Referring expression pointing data
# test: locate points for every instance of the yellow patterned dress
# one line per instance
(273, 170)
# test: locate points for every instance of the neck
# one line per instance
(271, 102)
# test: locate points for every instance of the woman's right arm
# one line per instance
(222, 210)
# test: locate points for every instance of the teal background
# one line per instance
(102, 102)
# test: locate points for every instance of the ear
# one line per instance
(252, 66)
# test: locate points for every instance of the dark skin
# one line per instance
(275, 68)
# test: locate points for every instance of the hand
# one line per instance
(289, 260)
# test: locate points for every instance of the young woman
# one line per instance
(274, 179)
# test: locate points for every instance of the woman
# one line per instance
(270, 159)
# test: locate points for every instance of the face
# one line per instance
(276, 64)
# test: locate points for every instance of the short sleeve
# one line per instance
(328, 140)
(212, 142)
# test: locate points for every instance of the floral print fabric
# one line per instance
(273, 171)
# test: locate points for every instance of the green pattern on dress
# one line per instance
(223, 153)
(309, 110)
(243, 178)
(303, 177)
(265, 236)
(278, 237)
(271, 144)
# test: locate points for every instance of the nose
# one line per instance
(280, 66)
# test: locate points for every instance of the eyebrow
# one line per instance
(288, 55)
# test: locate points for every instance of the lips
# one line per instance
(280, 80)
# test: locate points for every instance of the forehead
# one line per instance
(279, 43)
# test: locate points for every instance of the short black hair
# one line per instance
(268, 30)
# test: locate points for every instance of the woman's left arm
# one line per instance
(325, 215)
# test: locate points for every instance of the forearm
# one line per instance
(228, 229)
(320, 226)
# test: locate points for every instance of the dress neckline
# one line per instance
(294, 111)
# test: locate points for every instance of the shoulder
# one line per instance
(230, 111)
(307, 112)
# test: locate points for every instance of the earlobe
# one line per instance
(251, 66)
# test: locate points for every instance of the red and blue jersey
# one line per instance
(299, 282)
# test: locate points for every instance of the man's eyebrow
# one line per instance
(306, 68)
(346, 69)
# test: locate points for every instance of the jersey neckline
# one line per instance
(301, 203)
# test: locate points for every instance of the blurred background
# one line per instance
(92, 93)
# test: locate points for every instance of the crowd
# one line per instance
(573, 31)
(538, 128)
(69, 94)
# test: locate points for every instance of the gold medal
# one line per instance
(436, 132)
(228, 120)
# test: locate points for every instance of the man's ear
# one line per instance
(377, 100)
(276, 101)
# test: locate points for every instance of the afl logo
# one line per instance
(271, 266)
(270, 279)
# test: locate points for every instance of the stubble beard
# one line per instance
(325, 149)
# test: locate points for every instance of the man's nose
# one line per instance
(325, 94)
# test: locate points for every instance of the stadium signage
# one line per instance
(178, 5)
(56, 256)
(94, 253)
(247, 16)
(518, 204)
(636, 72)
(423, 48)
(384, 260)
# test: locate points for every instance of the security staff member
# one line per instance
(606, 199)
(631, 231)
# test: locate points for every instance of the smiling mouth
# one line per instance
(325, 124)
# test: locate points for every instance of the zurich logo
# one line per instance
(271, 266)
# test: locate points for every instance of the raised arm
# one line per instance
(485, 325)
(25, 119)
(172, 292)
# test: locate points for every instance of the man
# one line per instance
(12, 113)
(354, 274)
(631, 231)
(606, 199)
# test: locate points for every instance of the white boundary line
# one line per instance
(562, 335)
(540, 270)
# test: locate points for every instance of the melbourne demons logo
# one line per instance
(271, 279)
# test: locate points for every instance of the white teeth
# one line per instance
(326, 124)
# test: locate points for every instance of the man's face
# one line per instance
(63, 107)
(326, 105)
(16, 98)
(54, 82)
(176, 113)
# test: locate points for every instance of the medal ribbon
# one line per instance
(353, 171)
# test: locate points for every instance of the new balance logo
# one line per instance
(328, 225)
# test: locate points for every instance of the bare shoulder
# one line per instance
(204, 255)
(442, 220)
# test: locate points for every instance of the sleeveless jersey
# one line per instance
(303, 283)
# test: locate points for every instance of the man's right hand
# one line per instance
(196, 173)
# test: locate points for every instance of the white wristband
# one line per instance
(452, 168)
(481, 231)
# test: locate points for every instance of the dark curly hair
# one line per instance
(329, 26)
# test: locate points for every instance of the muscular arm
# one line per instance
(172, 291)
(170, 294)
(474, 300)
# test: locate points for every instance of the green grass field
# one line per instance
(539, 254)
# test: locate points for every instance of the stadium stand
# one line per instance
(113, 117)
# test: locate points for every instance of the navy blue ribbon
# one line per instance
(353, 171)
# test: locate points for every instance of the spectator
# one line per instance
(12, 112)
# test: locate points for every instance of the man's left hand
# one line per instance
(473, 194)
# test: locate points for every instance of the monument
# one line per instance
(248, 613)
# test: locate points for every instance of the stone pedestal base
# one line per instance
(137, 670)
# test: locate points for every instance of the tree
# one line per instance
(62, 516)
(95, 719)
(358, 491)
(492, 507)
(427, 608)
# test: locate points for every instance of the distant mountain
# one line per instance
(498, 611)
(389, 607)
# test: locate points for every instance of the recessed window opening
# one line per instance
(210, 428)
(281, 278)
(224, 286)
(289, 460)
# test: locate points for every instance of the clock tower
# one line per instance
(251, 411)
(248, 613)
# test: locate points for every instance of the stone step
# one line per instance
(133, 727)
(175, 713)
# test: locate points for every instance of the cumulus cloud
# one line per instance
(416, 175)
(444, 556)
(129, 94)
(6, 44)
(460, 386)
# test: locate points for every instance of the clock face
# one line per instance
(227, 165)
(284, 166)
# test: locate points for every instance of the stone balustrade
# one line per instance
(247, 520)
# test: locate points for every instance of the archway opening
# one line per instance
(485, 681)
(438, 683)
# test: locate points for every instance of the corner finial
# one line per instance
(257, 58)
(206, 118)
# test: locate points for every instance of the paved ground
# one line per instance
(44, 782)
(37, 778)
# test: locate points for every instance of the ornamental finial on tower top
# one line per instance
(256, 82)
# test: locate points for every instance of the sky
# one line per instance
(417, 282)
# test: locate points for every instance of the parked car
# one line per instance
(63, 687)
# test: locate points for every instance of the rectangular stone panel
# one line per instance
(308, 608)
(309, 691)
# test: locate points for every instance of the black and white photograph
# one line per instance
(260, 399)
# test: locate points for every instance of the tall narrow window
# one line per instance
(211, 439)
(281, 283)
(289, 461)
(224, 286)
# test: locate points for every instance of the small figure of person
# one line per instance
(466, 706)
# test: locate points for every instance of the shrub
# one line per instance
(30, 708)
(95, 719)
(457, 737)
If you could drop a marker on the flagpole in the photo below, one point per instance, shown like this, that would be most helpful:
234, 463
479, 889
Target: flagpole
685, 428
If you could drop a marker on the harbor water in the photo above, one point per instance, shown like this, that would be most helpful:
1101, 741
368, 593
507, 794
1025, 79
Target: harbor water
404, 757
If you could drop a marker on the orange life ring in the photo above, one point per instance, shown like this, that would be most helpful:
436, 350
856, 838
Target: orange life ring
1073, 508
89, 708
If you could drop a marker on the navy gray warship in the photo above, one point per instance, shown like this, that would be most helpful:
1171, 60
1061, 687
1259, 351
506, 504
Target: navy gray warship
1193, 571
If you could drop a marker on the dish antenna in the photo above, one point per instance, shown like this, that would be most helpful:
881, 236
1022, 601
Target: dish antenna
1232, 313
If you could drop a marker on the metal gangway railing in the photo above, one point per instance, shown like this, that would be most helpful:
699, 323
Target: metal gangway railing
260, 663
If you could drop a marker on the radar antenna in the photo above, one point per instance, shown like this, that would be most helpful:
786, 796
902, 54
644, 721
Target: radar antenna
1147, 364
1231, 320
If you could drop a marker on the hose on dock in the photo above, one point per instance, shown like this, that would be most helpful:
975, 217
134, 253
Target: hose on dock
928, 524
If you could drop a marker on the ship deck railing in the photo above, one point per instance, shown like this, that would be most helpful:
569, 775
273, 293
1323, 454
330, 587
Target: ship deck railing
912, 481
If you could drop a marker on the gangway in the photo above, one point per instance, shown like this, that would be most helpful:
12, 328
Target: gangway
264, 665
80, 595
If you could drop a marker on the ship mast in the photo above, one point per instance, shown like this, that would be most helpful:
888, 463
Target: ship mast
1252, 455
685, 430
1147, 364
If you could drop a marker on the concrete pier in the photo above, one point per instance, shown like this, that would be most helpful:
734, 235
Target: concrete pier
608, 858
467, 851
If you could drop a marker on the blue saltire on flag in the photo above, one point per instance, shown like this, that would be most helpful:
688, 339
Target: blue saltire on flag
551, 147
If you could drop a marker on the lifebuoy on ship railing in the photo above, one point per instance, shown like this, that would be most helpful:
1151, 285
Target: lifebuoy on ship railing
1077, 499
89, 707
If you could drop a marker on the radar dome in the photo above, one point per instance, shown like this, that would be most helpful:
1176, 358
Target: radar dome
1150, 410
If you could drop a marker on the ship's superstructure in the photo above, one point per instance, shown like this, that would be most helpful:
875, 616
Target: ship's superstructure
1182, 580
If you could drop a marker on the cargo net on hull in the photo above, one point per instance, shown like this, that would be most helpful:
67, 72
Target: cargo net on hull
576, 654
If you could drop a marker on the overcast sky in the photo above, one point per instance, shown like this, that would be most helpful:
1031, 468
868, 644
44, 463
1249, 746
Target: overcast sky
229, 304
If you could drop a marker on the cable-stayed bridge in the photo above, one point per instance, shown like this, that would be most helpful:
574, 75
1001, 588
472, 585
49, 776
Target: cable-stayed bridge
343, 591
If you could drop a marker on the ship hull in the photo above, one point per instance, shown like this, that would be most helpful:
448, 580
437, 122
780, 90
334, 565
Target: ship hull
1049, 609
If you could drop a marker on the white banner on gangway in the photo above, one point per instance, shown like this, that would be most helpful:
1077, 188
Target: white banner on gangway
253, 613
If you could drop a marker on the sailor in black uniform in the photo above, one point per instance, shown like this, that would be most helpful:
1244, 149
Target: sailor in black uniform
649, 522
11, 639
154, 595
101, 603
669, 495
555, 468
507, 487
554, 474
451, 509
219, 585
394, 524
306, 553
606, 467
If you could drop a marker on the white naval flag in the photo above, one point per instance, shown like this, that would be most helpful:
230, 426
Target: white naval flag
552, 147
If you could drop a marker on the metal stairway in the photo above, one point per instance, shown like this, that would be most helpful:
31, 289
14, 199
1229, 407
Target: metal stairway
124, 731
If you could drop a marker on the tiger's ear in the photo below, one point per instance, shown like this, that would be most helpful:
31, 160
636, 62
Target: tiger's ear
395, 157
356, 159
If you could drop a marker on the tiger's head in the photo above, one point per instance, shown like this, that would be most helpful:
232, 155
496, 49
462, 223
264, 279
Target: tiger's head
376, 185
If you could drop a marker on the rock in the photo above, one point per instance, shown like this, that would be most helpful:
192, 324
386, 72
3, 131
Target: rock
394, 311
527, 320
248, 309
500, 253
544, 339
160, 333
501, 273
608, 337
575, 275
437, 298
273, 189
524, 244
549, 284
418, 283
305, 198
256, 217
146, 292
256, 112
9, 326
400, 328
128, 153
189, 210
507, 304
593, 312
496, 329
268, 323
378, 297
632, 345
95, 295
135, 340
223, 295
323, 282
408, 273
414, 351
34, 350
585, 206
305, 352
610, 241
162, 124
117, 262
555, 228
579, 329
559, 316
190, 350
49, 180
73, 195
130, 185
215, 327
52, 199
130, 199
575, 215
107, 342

*Problem details*: Give back the entries above exactly as they are, from their first line through the line that contains "# test: locate points for every instance of the hand", both included, with nothing else.

*Exercise solution*:
# test: locate points for every instance of the yellow patterned dress
# one line per instance
(273, 170)
# test: locate points for every instance of the neck
# one line per instance
(271, 102)
# test: locate points for every instance of the woman's right arm
# one line per instance
(222, 210)
# test: locate points for every instance of the teal background
# one line per instance
(102, 102)
# test: locate points for every instance of the ear
# one line per instance
(252, 66)
# test: locate points for every instance of the dark skin
# one line per instance
(275, 68)
# test: locate points for every instance of the hand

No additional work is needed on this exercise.